>> Begin Page text
# Caue on the Rocks



## Oaklys Dad (Dec 28, 2005)

Just a few more pictures from last weekend. Caue handled the terrain like a pro.


----------



## Emma&Tilly (May 15, 2005)

Caue....goodness me...he was excited by those rocks!! lol...sorry

WONDERFUL pics, he is having a ball...what a life eh! 2nd to last shot is my fave...he looks a bit puzzled by something but VERY handsome, oakly too looks fab as ever!


----------



## Kzwicker (Aug 14, 2007)

Aww.. he is just so handsome!


----------



## TheHooch (May 9, 2007)

What a face. I loved that next to the last pictures!!!!!!!!!


----------



## HuntersMomma (Sep 25, 2007)

caue you look so handsome there on the rocks with your big brother..


----------



## LOVEisGOLDEN (Jan 4, 2008)
>> End Page text
>> Begin Information provided
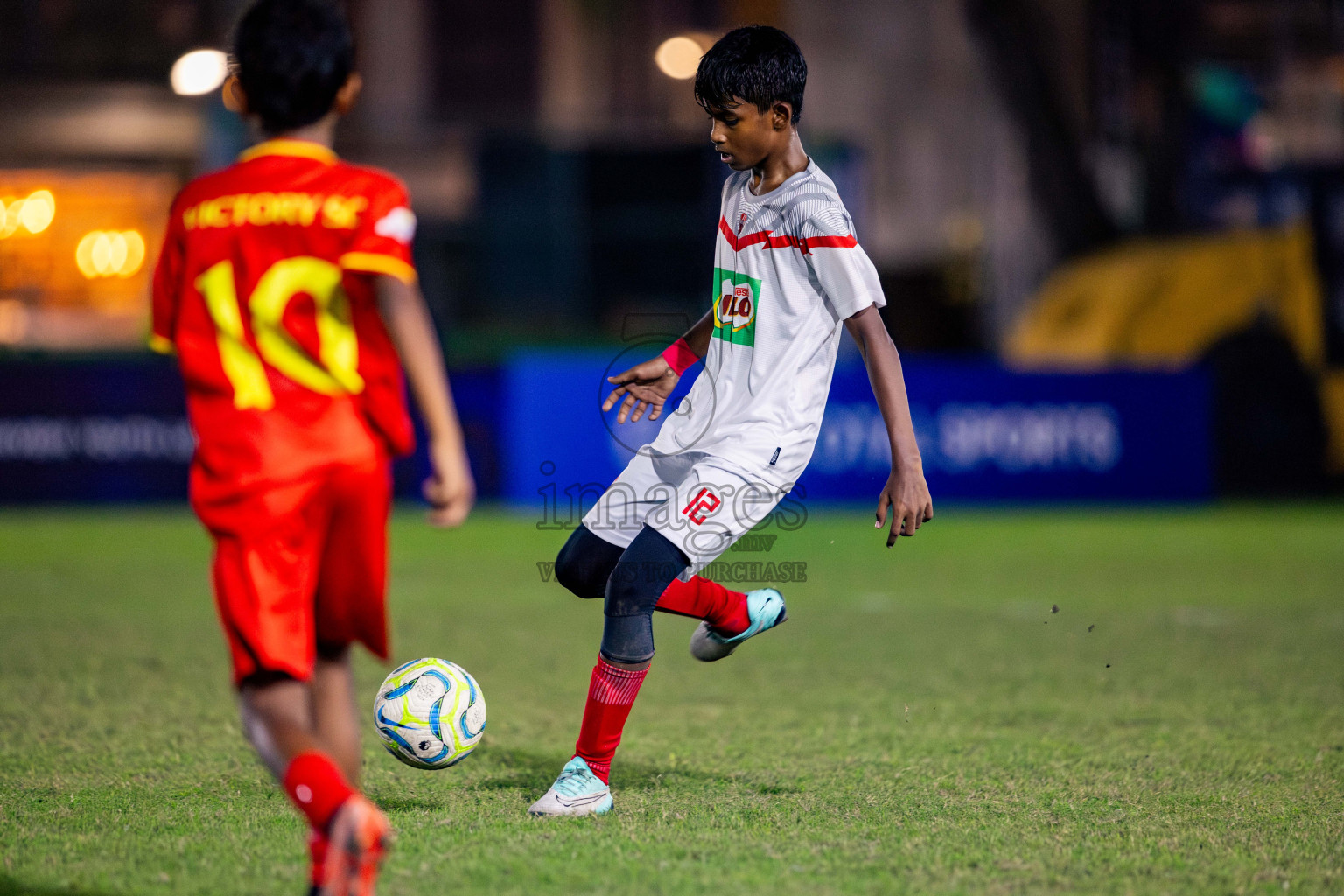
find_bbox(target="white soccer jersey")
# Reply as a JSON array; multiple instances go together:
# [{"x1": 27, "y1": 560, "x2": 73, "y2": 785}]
>> End Information provided
> Task description
In the forum thread about Caue on the rocks, please name the picture that Emma&Tilly calls a favorite.

> Output
The second-to-last shot.